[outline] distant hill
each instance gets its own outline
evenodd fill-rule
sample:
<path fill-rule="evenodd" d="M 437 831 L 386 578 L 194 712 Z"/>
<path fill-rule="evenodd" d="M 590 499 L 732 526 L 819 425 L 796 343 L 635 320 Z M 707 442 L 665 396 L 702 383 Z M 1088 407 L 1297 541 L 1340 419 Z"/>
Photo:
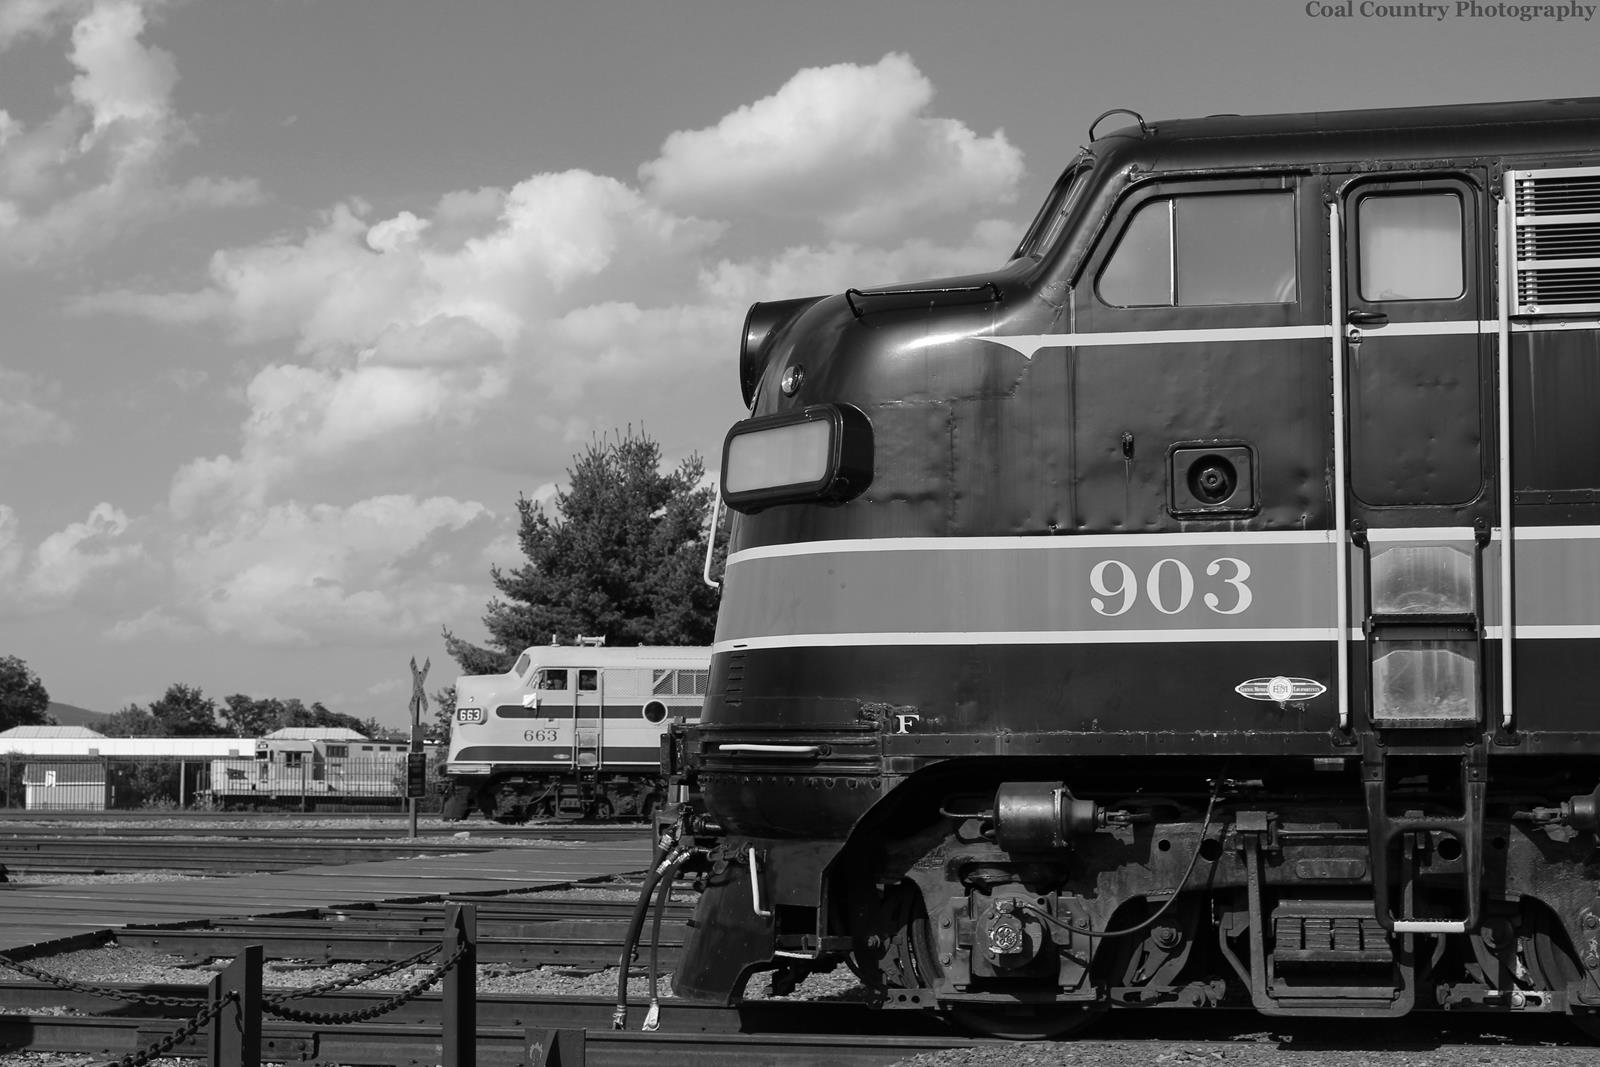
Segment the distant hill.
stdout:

++++++

### [Directions for this task]
What is needed is an exact copy of every line from the one with "437 831 L 386" to the end of the listing above, with the pictures left out.

### [Result]
<path fill-rule="evenodd" d="M 437 831 L 386 578 L 194 712 Z"/>
<path fill-rule="evenodd" d="M 590 499 L 732 526 L 819 425 L 796 343 L 635 320 Z M 707 442 L 665 396 L 702 383 Z M 1088 407 L 1297 541 L 1340 419 Z"/>
Photo:
Segment the distant hill.
stdout:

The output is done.